[Extracted records]
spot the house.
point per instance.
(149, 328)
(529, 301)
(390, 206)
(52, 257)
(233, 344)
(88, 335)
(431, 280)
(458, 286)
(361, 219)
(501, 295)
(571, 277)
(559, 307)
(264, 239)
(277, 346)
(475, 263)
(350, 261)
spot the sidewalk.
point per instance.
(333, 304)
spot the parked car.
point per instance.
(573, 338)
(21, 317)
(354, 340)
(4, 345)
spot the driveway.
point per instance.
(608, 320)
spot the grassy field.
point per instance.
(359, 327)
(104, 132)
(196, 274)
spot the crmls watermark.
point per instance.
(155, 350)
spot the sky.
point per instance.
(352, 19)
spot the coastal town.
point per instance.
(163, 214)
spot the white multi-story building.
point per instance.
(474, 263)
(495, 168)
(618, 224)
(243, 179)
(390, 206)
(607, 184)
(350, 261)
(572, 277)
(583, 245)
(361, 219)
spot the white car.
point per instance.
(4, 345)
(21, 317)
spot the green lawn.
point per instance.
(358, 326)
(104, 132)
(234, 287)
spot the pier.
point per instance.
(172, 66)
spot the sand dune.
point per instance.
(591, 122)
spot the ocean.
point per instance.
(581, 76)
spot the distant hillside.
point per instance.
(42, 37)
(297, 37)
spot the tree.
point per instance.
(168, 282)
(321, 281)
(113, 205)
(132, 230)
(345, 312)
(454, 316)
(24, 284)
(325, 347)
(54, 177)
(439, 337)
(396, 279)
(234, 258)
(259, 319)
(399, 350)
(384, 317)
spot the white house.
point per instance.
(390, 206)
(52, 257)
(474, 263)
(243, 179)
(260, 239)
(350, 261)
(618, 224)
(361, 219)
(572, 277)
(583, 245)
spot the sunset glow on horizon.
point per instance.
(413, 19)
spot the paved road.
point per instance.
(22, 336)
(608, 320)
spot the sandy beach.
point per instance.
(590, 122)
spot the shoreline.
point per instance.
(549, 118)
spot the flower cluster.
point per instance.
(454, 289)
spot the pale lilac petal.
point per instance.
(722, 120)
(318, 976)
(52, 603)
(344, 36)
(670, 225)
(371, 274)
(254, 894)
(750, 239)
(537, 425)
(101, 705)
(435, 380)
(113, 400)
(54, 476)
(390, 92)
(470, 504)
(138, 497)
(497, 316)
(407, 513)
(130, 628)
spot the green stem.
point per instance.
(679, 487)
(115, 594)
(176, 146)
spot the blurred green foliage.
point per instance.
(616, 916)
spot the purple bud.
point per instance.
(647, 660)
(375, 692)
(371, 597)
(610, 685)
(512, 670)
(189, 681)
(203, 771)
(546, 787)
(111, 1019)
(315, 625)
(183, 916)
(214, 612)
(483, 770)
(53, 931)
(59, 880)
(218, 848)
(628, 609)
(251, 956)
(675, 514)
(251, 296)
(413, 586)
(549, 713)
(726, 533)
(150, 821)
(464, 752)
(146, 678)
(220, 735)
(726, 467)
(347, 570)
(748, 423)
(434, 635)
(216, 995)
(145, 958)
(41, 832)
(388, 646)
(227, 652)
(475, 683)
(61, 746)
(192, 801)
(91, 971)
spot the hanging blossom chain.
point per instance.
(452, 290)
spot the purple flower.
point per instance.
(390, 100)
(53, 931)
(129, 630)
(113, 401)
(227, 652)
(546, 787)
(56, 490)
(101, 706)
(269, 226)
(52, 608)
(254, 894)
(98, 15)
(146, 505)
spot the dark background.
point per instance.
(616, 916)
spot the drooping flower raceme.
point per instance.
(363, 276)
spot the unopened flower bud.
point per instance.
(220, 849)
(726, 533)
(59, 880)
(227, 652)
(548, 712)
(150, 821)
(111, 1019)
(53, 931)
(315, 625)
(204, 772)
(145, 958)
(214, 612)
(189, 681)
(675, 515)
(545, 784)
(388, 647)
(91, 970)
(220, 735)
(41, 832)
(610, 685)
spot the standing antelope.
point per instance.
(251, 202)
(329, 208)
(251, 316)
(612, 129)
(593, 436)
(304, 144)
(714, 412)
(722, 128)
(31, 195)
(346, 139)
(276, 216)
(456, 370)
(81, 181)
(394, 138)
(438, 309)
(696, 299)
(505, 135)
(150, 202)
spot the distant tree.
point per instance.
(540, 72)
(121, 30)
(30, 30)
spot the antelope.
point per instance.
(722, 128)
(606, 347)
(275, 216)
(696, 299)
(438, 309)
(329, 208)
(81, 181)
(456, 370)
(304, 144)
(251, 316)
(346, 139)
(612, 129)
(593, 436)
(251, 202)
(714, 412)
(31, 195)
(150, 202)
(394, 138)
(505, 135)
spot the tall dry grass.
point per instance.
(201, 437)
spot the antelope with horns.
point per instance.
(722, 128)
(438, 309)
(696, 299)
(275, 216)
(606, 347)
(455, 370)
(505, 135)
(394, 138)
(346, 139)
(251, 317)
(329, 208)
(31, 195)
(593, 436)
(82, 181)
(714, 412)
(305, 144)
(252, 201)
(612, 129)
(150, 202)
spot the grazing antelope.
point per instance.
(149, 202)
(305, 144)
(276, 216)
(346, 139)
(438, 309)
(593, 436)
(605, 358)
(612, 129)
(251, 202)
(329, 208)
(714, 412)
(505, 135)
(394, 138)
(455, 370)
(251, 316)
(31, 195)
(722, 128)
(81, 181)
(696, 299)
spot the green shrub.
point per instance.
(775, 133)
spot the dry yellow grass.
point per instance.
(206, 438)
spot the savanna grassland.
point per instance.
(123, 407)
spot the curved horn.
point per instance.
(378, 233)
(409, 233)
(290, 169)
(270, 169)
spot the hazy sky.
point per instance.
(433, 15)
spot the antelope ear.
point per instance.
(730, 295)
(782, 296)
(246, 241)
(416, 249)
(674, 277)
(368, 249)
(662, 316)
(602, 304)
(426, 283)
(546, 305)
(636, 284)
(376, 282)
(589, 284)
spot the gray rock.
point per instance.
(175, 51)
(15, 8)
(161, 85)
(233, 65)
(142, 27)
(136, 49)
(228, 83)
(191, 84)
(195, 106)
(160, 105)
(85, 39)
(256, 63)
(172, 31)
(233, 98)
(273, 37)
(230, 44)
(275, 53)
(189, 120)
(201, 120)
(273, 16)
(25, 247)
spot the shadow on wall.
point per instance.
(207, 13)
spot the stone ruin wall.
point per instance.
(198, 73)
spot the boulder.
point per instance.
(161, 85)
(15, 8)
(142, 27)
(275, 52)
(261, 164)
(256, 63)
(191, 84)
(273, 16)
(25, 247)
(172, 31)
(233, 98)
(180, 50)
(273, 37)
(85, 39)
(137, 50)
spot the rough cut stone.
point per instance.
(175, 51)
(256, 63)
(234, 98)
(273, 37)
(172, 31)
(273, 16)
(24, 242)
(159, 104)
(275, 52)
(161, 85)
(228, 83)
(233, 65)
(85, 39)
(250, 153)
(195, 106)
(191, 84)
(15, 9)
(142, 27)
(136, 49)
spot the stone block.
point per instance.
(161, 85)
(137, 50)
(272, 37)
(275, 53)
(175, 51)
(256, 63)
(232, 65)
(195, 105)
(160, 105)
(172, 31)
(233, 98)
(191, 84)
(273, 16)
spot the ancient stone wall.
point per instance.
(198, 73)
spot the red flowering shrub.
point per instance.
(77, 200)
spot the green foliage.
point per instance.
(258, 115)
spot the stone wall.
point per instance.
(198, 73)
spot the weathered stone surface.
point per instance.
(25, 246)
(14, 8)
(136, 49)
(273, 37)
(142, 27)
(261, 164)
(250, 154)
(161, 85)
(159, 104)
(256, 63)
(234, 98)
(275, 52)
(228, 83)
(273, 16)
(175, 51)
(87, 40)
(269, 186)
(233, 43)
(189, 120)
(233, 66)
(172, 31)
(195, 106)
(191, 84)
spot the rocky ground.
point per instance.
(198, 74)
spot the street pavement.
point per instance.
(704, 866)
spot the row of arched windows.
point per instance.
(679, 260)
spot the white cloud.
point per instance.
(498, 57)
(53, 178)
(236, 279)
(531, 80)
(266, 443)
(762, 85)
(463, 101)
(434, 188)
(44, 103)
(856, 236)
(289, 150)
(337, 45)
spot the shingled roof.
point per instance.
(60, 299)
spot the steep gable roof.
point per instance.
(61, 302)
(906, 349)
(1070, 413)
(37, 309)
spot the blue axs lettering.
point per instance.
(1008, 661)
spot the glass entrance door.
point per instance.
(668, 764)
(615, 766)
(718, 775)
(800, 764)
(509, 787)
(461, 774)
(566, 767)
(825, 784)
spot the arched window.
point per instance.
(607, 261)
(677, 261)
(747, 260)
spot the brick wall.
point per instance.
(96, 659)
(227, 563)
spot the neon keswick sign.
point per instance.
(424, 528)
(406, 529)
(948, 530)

Work to complete> Pick out every line above that contains the word "wall" and copy it.

Problem solution>
spot the shadow on wall.
spot the stone ruin wall.
spot the ancient stone wall.
spot the stone wall.
spot the brick wall.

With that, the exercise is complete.